Devuelve cada línea de los registros en la que aparezca la palabra "bright".

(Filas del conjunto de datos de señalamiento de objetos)
——————————

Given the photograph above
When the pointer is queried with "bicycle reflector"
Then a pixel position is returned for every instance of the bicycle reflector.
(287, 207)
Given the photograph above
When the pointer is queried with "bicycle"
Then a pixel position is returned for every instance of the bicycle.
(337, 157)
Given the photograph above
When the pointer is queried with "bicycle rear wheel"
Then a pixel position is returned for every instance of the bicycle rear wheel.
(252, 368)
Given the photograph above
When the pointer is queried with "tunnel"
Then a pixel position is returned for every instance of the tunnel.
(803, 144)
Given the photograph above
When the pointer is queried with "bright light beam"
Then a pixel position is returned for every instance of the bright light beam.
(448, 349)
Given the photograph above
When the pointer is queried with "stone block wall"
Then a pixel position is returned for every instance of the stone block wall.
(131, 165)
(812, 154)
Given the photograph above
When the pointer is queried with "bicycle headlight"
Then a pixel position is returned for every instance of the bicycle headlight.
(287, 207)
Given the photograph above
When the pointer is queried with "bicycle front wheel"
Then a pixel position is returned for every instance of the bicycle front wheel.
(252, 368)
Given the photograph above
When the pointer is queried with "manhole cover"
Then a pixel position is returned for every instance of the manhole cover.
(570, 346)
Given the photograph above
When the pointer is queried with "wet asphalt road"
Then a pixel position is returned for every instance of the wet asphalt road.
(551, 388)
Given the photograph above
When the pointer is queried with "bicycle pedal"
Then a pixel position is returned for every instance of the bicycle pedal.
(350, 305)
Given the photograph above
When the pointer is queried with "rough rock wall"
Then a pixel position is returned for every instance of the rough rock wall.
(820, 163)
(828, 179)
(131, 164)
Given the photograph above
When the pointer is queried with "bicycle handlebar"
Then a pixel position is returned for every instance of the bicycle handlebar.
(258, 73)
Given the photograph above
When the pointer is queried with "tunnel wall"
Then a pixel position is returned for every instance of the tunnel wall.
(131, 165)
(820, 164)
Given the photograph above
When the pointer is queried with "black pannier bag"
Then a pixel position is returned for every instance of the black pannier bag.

——————————

• _RESULTADO CORRECTO_
When the pointer is queried with "bright light beam"
Then a pixel position is returned for every instance of the bright light beam.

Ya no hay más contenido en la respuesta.